- **What you will do**: In the biography of Anne Butler Yeats, what role did she take on at the Abbey Theatre in 1939?

Anne Butler Yeats

This biography is republished from The Dictionary of Irish Biography and was written by Ann Saddlemyer. Shared by permission in line with Creative Commons ‘Attribution’ (CC BY) licencing.

Born: 26 February 1919, Ireland
Died: 4 July 2001
Country most active: Ireland
Also known as: NA

Yeats, Anne Butler (1919–2001), painter and stage designer, was born 26 February 1919 in Dublin, daughter and elder child of William Butler Yeats, poet, and George Yeats (née Bertha Georgie Hyde Lees). Her first three years were spent between Ballylee, Co. Galway, and Oxford, until her family moved to 82 Merrion Square, Dublin, in 1922. In 1923 she started lessons in brush drawing from her aunt Elizabeth Corbet Yeats, winning first prize in the RDS national competition for children under eight in 1925 and 1926. She attended St Margaret’s Hall, 50 Mespil Road, and from January 1925 to 1928 Nightingale Hall off Morehampton Road, Dublin; suffering ill health as a child, she then went to the Pension Henriette, a boarding school in Villars-sur-Bex, Switzerland (1928–30). On her return to Dublin, she spent five terms boarding at Hillcourt School, Glenageary, then spent three years at the RHA schools under Maurice MacGonigal, Dermod O’Brien, and Henry Tisdall.
In 1936 at the age of 16 she was hired by the Abbey Theatre as assistant to Tanya Moiseiwitsch, and for four months in 1937 studied at the School of Theatrical Design with Paul Colin in Paris. At the Abbey she designed the sets and costumes for the revivals of her father’s plays ‘The resurrection’ and ‘On Baile’s strand’ and in 1938 the first production of ‘Purgatory’, the last of his plays that Yeats saw on the stage. She joined the school of acting conducted by Ria Mooney in the Peacock Theatre, where she designed costumes and sets and performed in productions of the Abbey Experimental Theatre in the Peacock. In 1939 she became head of design at the Abbey, continuing also to design and paint for the Experimental Theatre, including ‘Harlequin’s positions’, the first play by her uncle Jack B. Yeats to receive a professional production. She left the Abbey in May 1941, and for the next four or five years designed for the Peacock Theatre, the Cork Opera House, and the Olympia and Gaiety Theatres; from 1945 to 1958 she also designed for the Lyric Theatre (founded by Austin Clarke), including her father’s ‘The herne’s egg’ and his last play, ‘The death of Cuchulain’. Attracted more and more to painting as a career, she studied briefly at the Dublin Metropolitan School of Art from 1941, and in 1945 took the Sarah Purser diploma in the history of European art, taught by Françoise Henry at UCD, then in 1947 paid her second visit to Paris to study modern painting. From 1952 to 1954 she attended classes with Nevill Johnson; from 1949 on she travelled widely with sketchbook in hand through Europe, later to India, to Egypt, and frequently to the USA and Canada. She was represented in the first Irish Exhibition of Living Art in 1943, serving for many years from 1947 as a committee member. She was a member of the Irish delegation to China in 1956 and the Irish trade delegation to New York and Washington in 1963.

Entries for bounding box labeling
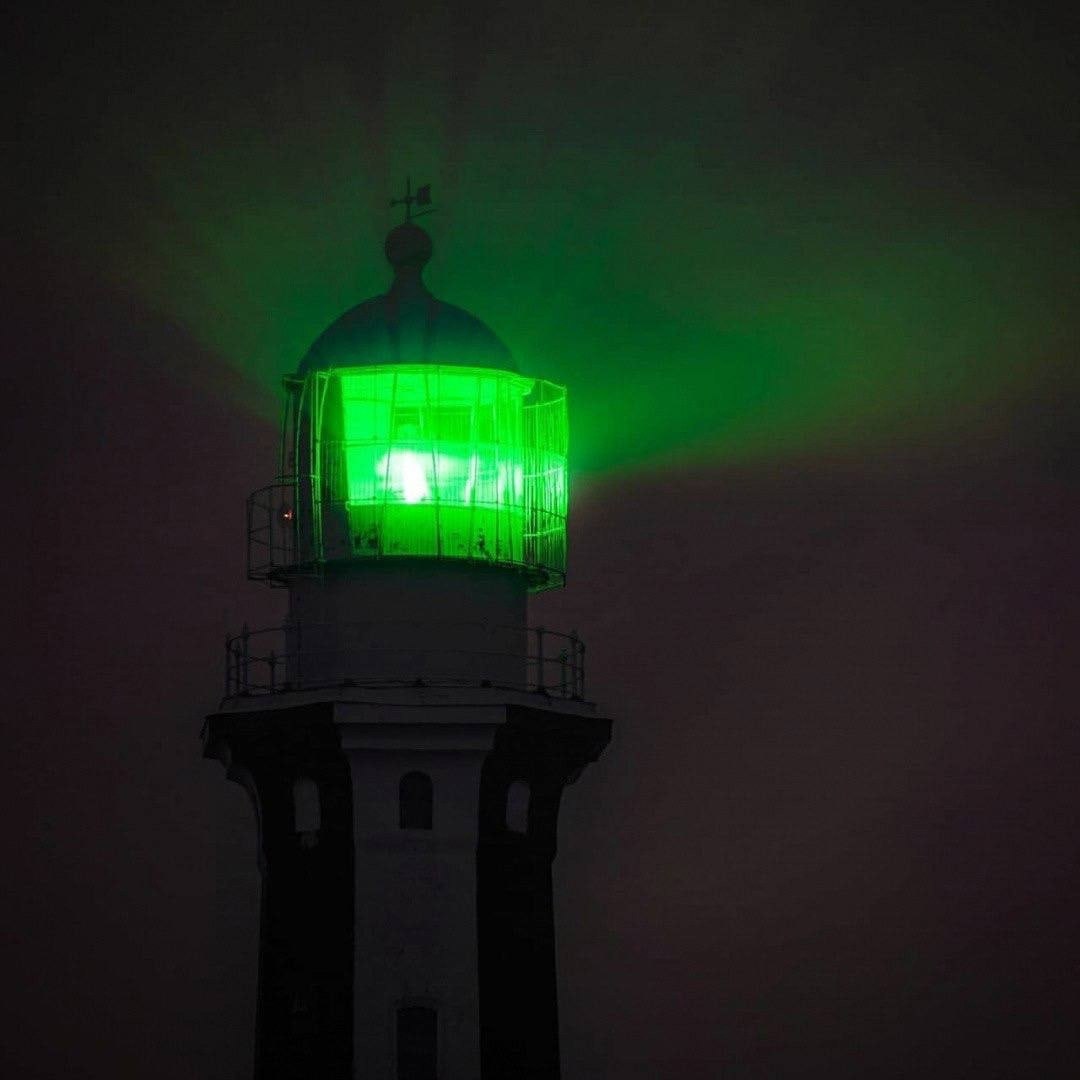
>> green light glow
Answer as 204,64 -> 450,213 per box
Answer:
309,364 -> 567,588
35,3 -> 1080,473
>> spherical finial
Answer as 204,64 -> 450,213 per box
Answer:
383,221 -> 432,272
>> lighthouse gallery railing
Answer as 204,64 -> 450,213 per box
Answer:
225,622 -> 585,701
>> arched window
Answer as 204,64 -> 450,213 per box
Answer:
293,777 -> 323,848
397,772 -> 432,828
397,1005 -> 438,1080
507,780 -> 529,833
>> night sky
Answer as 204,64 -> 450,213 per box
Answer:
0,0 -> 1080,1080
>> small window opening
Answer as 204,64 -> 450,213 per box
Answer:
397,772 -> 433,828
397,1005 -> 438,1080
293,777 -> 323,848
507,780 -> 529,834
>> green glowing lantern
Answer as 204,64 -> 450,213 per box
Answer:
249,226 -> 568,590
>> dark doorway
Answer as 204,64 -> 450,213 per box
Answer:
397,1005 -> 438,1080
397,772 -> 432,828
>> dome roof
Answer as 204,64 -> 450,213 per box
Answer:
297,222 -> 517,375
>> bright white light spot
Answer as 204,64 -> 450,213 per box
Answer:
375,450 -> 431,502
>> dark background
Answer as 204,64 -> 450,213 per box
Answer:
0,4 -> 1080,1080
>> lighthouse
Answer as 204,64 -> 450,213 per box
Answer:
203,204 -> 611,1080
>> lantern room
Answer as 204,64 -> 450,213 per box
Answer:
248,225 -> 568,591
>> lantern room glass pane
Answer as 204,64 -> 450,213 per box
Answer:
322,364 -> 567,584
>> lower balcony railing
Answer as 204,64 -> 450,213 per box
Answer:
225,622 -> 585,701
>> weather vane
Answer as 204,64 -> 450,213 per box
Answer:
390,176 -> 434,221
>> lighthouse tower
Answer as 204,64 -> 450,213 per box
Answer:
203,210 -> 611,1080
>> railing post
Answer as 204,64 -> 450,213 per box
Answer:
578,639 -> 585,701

- **Response to this task**: She became head of design at the Abbey.